● **EXERCISE**
Only the text belongs in the answer: every line of the records below, transcribed exactly.

EXERCISE DATA section start

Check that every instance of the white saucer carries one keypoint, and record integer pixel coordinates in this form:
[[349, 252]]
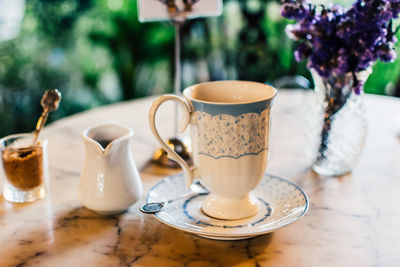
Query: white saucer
[[280, 203]]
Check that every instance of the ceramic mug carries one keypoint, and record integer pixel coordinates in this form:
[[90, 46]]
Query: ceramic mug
[[230, 122]]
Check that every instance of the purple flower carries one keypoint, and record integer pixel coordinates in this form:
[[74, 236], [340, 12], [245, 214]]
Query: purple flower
[[337, 41]]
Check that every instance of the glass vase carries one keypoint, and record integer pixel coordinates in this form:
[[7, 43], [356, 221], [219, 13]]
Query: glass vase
[[336, 126]]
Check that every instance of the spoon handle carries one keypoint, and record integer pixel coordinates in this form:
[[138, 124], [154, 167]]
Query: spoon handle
[[42, 120]]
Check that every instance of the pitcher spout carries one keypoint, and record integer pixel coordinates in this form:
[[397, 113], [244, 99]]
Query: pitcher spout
[[104, 136]]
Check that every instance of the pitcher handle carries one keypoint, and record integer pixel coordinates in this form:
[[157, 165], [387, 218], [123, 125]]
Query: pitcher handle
[[186, 115]]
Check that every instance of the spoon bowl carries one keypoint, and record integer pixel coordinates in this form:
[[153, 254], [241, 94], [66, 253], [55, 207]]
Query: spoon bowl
[[153, 207]]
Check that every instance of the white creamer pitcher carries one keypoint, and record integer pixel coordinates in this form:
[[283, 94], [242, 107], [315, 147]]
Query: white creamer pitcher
[[110, 182]]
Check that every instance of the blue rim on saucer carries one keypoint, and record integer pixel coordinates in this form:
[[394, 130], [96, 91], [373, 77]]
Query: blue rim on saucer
[[281, 203]]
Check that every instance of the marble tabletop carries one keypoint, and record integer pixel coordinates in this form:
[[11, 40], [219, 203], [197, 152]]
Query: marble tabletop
[[352, 220]]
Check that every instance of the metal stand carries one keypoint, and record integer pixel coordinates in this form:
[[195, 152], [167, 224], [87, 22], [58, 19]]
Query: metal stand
[[160, 156]]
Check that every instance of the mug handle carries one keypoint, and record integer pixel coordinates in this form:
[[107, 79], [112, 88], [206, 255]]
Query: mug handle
[[186, 115]]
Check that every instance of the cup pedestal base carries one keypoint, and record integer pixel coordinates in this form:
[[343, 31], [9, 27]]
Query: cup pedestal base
[[229, 208]]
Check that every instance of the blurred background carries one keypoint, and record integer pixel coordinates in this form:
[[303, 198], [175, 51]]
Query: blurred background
[[96, 52]]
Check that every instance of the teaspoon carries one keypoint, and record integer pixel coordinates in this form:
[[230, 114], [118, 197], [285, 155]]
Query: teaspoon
[[153, 207]]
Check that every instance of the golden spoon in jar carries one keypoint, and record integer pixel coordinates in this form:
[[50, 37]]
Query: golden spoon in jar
[[50, 101]]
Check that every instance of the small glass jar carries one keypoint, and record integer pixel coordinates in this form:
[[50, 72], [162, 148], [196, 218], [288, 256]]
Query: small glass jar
[[24, 168]]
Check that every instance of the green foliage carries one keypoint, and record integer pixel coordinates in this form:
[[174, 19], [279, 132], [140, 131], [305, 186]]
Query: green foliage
[[97, 52]]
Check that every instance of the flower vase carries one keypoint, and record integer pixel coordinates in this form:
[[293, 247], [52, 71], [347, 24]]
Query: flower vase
[[337, 127]]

EXERCISE DATA section end

● **YOUR RESPONSE**
Check that every instance of the white saucer carries one keypoint, and record integer pixel coordinates in this form:
[[349, 252]]
Query: white saucer
[[280, 203]]
Check that every instance of the ceramic mug carries one keypoint, and record integer pixel coordinates in this form:
[[90, 46]]
Query: ceramic mug
[[230, 122]]
Check that every instance of the purple flower carries one keypoint, and record integer pixel coordinates in this form:
[[74, 236], [340, 12], [245, 214]]
Query: purple flower
[[337, 41]]
Check that every instance of the glass vase carries one keypoint, and record integer pixel coordinates in this form:
[[7, 43], [356, 221], [219, 13]]
Query: glass vase
[[336, 126]]
Check that every instance of the spoon handle carries one keypoint, and record integer pixel coordinates in this form:
[[138, 124], [154, 167]]
Query: spoon handle
[[42, 120]]
Check that every instance of the pitcher spout carries one keypoint, and record integer pixel coordinates in this form:
[[397, 113], [244, 99]]
Query: pitcher spout
[[104, 136]]
Check that every instance of the pitcher handle carries one keypoint, and record integer pixel coordinates in this form:
[[157, 165], [387, 218], [123, 125]]
Query: pitcher handle
[[186, 115]]
Check that every instance of the spoon bowl carries one keypoint, and record integer pixel coordinates in this form:
[[153, 254], [241, 94], [66, 253], [55, 207]]
Query: spoon bowl
[[153, 207]]
Check that every instance of the white creamer pitcher carries one keypoint, and record integer pixel coordinates in this form:
[[283, 94], [242, 107], [315, 147]]
Query: white creamer pitcher
[[110, 182]]
Check that every instance of the blue rim on saucer carries one keypoint, and record integer pixel coordinates in this form:
[[394, 130], [96, 91], [373, 77]]
Query: blue rim on saucer
[[281, 203]]
Check that every instance of the marble tabletop carries one keypoint, and record integer pixel coordinates in this form:
[[11, 40], [219, 203], [197, 152]]
Query: marble tabletop
[[352, 220]]
Check that every instance of the metal stand carries one keypoint, and record integer pixel coordinates in this form:
[[195, 152], [167, 224], [87, 22], [58, 19]]
Query: metal stand
[[160, 156]]
Check that every instance of the mug handle carries one keypoint, and record integer pixel coordinates in this form:
[[107, 79], [112, 88], [206, 255]]
Query: mug handle
[[186, 115]]
Check that every instance of the cup pedestal base carries one keypoint, and record integer pixel coordinates in this form:
[[343, 31], [9, 27]]
Query: cup pedestal base
[[229, 208]]
Check that every instance of the blurred background carries one keypoint, and record integer pixel coordinates in this form:
[[303, 198], [175, 51]]
Query: blurred background
[[96, 52]]
Check that every instance of the teaspoon carries one keypoint, and record integer pixel coordinates in this form:
[[230, 114], [118, 197], [285, 155]]
Query: teaspoon
[[153, 207]]
Check that every instance of the golden spoon in jar carries one keypoint, and record integer pixel coordinates in this form:
[[50, 37]]
Query: golden spoon in jar
[[50, 101]]
Check that every instance of the small glass jar carries one keypoint, and record integer pixel coordinates in this form:
[[50, 72], [162, 148], [196, 218], [288, 256]]
Query: small glass jar
[[24, 168]]
Check that every instance of the green foliage carries one keypoint, and record integer pixel coordinates in this form:
[[174, 19], [279, 132], [140, 131], [305, 186]]
Query: green foliage
[[97, 52]]
Check that every instance of the flower vase carries one keypoint, and record integer pixel coordinates in this form:
[[293, 247], [52, 71], [347, 24]]
Query: flower vase
[[337, 127]]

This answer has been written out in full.